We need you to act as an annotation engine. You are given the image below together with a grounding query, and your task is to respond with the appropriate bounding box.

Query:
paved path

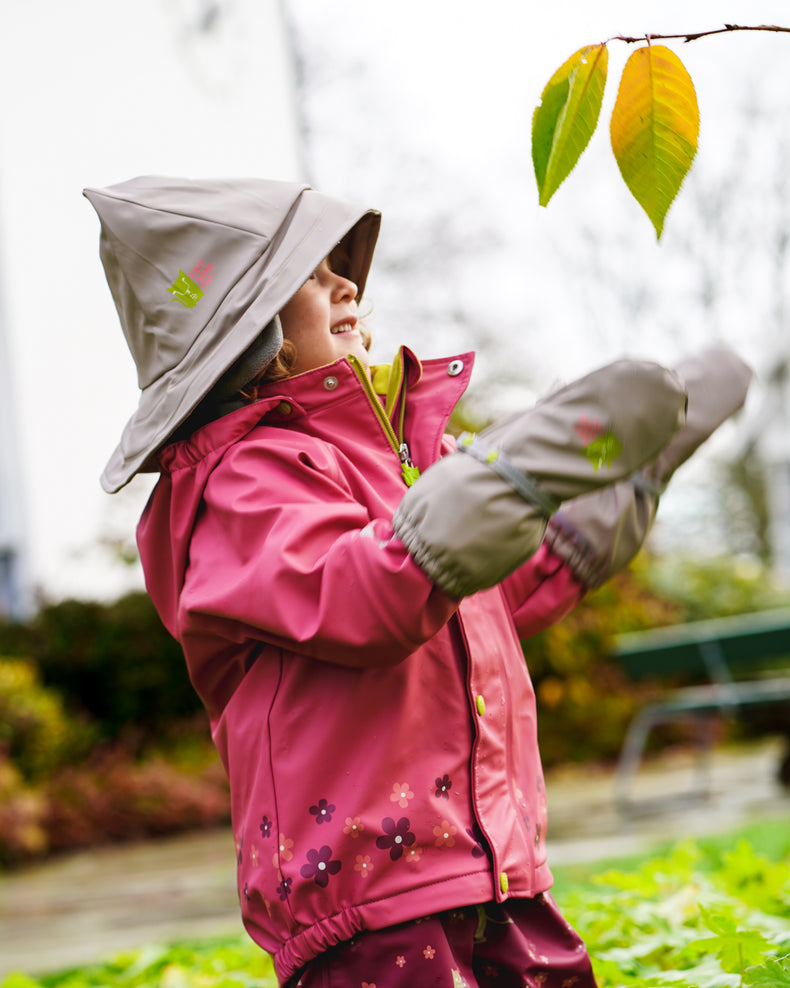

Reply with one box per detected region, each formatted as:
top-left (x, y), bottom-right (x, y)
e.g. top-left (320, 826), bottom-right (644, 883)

top-left (0, 742), bottom-right (790, 977)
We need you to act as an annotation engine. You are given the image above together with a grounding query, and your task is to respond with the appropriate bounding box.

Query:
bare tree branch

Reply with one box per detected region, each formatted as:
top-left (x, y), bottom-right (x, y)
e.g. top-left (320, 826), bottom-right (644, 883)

top-left (604, 24), bottom-right (790, 45)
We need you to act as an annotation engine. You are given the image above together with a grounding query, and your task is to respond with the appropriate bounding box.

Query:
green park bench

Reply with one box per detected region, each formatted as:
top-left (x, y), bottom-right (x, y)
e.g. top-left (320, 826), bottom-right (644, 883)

top-left (613, 608), bottom-right (790, 812)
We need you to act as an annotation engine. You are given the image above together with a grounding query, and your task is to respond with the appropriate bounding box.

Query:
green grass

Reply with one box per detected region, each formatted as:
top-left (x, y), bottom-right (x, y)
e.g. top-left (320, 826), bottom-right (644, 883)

top-left (6, 818), bottom-right (790, 988)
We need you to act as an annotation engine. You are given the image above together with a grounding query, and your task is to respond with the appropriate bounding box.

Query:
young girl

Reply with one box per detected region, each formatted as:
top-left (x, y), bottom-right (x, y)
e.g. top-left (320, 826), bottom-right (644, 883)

top-left (86, 177), bottom-right (752, 988)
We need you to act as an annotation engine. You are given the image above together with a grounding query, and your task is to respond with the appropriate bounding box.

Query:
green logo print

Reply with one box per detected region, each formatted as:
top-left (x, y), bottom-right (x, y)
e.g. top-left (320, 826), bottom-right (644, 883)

top-left (168, 271), bottom-right (203, 309)
top-left (573, 415), bottom-right (623, 473)
top-left (584, 432), bottom-right (623, 473)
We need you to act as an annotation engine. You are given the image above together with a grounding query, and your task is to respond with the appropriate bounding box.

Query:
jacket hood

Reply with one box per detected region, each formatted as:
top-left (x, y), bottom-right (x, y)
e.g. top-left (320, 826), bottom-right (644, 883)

top-left (84, 176), bottom-right (380, 493)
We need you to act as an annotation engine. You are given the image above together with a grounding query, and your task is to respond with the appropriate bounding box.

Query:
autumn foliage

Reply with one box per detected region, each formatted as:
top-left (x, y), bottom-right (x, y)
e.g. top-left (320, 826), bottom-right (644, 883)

top-left (532, 24), bottom-right (790, 239)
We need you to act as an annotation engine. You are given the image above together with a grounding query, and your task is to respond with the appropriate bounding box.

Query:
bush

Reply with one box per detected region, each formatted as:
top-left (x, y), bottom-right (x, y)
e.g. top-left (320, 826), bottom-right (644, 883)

top-left (42, 746), bottom-right (230, 851)
top-left (0, 755), bottom-right (49, 866)
top-left (522, 554), bottom-right (790, 768)
top-left (0, 657), bottom-right (97, 780)
top-left (0, 593), bottom-right (202, 740)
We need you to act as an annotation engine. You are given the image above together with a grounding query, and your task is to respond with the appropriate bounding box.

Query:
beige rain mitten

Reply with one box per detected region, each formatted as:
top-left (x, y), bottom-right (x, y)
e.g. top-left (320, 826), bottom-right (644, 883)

top-left (546, 347), bottom-right (752, 588)
top-left (393, 360), bottom-right (686, 597)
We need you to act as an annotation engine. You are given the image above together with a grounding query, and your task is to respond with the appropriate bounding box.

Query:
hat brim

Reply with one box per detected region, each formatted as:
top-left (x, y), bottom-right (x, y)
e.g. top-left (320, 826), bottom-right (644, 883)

top-left (101, 189), bottom-right (381, 493)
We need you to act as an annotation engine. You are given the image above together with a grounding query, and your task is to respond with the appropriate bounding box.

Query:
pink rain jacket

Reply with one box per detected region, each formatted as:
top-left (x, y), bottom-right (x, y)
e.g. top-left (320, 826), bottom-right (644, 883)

top-left (138, 350), bottom-right (583, 980)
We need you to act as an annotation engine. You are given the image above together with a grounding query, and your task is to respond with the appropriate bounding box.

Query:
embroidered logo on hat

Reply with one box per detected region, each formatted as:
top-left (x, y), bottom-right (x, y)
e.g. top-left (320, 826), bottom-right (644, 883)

top-left (168, 258), bottom-right (214, 309)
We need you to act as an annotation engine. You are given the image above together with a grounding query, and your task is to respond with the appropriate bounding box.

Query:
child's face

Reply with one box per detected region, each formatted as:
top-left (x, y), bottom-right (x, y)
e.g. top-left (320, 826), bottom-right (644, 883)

top-left (280, 258), bottom-right (369, 374)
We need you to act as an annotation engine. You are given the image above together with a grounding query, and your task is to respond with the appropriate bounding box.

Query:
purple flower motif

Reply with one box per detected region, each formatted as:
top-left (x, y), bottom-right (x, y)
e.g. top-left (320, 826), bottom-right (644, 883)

top-left (376, 816), bottom-right (417, 861)
top-left (434, 775), bottom-right (453, 799)
top-left (310, 799), bottom-right (335, 823)
top-left (300, 844), bottom-right (341, 889)
top-left (466, 823), bottom-right (486, 858)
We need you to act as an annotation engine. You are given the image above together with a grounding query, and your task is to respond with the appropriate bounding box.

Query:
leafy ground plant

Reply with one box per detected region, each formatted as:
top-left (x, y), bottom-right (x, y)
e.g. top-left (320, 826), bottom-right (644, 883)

top-left (0, 819), bottom-right (790, 988)
top-left (561, 840), bottom-right (790, 988)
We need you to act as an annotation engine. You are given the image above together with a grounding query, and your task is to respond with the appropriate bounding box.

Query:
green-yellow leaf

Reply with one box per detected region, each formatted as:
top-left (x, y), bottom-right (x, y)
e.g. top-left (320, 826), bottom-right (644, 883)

top-left (532, 45), bottom-right (609, 206)
top-left (611, 45), bottom-right (699, 238)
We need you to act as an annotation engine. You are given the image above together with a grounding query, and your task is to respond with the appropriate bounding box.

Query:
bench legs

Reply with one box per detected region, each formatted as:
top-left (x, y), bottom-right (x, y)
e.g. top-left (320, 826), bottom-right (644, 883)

top-left (614, 704), bottom-right (724, 815)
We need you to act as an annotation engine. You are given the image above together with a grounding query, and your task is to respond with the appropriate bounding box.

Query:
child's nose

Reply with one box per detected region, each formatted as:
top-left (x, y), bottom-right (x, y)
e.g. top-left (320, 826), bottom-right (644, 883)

top-left (333, 274), bottom-right (359, 301)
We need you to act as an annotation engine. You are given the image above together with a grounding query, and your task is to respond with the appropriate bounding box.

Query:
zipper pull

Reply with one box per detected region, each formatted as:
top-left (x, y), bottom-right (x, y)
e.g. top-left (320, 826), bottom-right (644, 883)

top-left (398, 443), bottom-right (420, 487)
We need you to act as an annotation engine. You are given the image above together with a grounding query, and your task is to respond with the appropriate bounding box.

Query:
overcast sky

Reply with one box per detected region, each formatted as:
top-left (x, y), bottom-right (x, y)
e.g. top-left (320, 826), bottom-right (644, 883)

top-left (0, 0), bottom-right (790, 597)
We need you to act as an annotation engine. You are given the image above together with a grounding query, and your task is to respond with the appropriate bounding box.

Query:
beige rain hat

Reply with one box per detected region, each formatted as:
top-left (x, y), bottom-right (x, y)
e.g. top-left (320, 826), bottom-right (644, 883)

top-left (84, 176), bottom-right (381, 493)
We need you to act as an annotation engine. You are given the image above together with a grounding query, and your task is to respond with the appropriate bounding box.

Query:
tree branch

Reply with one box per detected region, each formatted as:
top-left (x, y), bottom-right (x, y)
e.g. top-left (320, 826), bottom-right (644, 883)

top-left (604, 24), bottom-right (790, 45)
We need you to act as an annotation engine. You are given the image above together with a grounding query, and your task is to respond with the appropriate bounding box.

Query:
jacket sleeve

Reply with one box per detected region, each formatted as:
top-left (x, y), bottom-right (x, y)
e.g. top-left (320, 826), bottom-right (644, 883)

top-left (502, 542), bottom-right (587, 639)
top-left (179, 442), bottom-right (458, 667)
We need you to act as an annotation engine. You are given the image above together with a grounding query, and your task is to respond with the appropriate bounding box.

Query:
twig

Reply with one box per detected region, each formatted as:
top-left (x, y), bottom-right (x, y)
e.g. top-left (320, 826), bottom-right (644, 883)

top-left (604, 24), bottom-right (790, 45)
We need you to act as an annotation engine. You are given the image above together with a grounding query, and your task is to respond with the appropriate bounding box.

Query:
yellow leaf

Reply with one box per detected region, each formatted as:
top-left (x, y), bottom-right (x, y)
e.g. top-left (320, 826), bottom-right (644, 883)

top-left (610, 45), bottom-right (699, 238)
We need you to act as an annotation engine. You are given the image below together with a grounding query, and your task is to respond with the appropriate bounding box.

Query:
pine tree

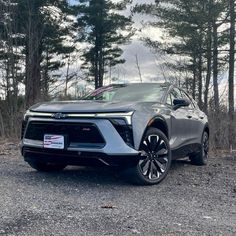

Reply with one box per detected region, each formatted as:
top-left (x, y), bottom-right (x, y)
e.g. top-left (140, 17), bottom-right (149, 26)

top-left (18, 0), bottom-right (73, 107)
top-left (77, 0), bottom-right (133, 88)
top-left (134, 0), bottom-right (230, 111)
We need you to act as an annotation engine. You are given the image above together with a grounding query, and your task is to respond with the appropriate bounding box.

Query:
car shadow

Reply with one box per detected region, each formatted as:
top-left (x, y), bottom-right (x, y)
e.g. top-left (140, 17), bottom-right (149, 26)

top-left (21, 160), bottom-right (194, 186)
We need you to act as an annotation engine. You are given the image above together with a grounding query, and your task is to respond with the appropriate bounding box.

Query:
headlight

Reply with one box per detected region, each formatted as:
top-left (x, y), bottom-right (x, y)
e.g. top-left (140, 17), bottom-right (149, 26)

top-left (23, 110), bottom-right (31, 121)
top-left (96, 111), bottom-right (134, 125)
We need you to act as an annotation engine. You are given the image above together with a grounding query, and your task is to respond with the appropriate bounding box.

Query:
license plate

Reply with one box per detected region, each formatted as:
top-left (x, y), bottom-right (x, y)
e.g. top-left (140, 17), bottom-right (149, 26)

top-left (43, 134), bottom-right (65, 149)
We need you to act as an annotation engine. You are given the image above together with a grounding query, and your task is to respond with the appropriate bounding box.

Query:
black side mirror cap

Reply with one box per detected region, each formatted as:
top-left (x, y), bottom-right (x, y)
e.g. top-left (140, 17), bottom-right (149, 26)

top-left (173, 98), bottom-right (190, 110)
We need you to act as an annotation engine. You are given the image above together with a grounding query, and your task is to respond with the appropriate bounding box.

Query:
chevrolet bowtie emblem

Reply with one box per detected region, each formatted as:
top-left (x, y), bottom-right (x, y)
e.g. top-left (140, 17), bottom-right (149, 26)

top-left (52, 113), bottom-right (67, 119)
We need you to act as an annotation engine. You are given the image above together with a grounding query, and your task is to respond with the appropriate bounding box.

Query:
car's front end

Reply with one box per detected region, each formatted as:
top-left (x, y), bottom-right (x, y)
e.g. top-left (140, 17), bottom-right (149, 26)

top-left (22, 107), bottom-right (142, 165)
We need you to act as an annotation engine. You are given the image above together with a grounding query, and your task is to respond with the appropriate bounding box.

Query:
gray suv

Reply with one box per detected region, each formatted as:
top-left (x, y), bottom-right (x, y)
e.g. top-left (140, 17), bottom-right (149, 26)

top-left (21, 83), bottom-right (209, 184)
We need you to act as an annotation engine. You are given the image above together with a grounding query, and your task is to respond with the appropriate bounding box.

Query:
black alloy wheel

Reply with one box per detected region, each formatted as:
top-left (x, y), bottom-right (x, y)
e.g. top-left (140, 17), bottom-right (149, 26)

top-left (129, 128), bottom-right (171, 185)
top-left (190, 131), bottom-right (209, 166)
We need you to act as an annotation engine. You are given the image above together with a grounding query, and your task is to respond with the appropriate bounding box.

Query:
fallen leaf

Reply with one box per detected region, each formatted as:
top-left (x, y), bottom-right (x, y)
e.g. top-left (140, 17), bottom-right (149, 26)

top-left (101, 205), bottom-right (116, 209)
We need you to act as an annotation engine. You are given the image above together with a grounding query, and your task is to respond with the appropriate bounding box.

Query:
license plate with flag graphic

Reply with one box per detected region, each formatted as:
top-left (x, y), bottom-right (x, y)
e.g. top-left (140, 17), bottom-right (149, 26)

top-left (43, 134), bottom-right (65, 149)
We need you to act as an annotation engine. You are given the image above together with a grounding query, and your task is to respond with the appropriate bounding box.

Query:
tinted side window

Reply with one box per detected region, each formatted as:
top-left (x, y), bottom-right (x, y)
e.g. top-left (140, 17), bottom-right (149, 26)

top-left (181, 90), bottom-right (195, 109)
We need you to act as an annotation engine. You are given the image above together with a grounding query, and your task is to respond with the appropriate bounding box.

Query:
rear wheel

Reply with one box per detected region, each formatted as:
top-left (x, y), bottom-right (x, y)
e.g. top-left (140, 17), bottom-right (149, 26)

top-left (190, 131), bottom-right (209, 166)
top-left (129, 128), bottom-right (171, 185)
top-left (28, 161), bottom-right (66, 172)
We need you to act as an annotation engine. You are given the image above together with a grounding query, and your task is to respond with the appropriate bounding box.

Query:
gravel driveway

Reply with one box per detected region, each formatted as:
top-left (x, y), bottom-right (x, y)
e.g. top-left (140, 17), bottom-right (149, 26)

top-left (0, 145), bottom-right (236, 236)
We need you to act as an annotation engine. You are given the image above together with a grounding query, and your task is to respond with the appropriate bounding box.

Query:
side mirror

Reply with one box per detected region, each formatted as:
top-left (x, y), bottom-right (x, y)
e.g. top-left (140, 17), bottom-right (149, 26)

top-left (173, 98), bottom-right (190, 110)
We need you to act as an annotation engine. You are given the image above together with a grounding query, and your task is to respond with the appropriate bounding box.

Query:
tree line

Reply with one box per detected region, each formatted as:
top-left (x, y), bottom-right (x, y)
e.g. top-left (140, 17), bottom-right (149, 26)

top-left (0, 0), bottom-right (233, 149)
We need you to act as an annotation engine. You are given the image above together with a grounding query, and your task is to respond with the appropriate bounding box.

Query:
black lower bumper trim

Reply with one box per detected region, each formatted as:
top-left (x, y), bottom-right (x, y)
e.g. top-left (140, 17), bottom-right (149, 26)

top-left (22, 147), bottom-right (139, 166)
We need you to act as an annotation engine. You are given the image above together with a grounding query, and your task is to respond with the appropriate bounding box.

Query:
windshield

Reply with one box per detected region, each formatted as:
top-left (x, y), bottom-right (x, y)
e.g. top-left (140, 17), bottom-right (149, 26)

top-left (84, 83), bottom-right (167, 102)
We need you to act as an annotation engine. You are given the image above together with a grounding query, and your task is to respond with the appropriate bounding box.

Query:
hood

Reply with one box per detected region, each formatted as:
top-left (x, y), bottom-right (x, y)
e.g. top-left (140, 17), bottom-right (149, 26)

top-left (30, 100), bottom-right (146, 113)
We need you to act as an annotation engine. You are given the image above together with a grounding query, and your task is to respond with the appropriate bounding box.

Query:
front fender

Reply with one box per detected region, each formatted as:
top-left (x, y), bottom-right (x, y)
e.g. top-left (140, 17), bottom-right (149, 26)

top-left (132, 109), bottom-right (170, 150)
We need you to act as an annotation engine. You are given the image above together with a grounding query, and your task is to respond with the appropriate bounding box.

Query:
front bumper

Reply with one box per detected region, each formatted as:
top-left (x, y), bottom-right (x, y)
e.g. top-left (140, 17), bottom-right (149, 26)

top-left (21, 118), bottom-right (140, 165)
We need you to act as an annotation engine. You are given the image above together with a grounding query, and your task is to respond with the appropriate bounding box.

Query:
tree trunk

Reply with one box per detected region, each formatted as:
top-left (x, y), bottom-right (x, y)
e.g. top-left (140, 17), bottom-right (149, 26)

top-left (228, 0), bottom-right (235, 145)
top-left (213, 19), bottom-right (220, 112)
top-left (192, 55), bottom-right (197, 99)
top-left (203, 0), bottom-right (212, 113)
top-left (198, 42), bottom-right (203, 109)
top-left (25, 1), bottom-right (41, 108)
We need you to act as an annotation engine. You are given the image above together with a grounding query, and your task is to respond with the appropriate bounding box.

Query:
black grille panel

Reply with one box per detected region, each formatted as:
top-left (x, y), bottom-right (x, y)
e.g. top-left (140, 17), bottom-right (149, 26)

top-left (25, 121), bottom-right (105, 145)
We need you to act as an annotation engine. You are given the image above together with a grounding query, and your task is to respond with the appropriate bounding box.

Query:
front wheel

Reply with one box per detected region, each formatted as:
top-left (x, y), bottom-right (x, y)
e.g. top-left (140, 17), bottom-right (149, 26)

top-left (129, 128), bottom-right (171, 185)
top-left (28, 161), bottom-right (66, 172)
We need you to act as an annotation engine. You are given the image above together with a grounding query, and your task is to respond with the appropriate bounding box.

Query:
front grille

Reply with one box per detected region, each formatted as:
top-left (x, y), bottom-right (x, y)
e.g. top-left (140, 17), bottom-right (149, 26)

top-left (25, 121), bottom-right (105, 145)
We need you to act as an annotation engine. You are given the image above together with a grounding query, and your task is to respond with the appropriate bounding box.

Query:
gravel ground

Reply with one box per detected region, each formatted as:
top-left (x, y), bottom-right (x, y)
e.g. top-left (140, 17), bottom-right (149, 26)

top-left (0, 144), bottom-right (236, 236)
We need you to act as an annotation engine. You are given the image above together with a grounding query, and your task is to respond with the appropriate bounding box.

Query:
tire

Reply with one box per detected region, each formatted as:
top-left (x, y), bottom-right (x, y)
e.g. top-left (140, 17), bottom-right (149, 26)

top-left (28, 161), bottom-right (66, 172)
top-left (128, 128), bottom-right (171, 185)
top-left (189, 131), bottom-right (209, 166)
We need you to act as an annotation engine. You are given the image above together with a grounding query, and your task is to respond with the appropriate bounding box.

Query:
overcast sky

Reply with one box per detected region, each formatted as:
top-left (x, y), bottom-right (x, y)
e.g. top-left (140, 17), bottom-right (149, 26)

top-left (70, 0), bottom-right (161, 83)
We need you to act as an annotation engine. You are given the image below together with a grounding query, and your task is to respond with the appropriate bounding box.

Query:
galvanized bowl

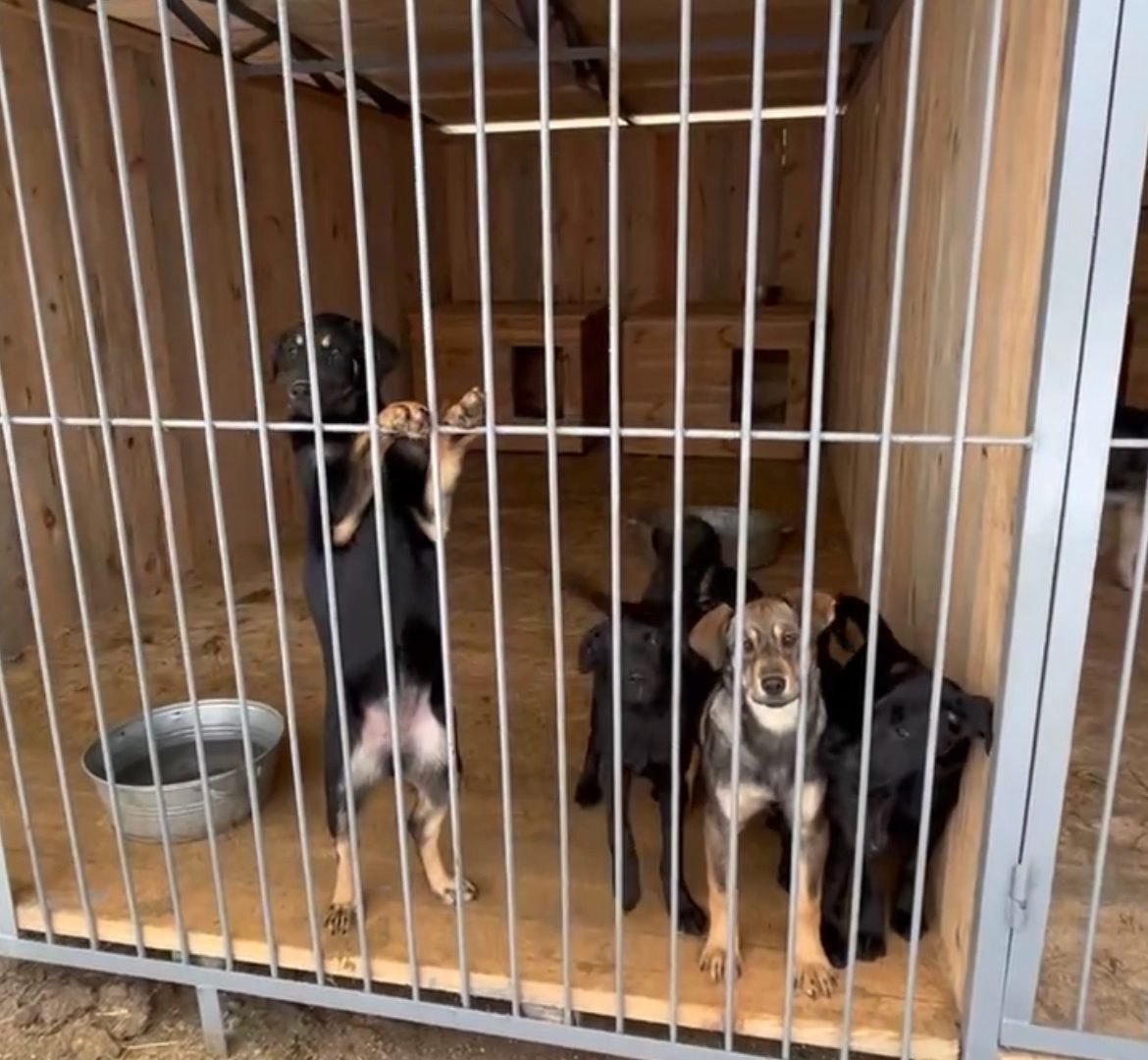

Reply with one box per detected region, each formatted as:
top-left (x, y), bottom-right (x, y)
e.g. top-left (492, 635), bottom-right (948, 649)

top-left (639, 505), bottom-right (792, 571)
top-left (82, 700), bottom-right (284, 843)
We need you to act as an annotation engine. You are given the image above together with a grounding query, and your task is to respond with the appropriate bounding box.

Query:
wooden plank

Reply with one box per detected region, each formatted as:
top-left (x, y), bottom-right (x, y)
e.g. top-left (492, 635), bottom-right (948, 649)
◆ ◆ ◆
Select every line of the items above that contains the string "jacket", treating uppercase and lowercase letters as distinct.

- **Written response**:
jacket hood
pink rain jacket
jacket sleeve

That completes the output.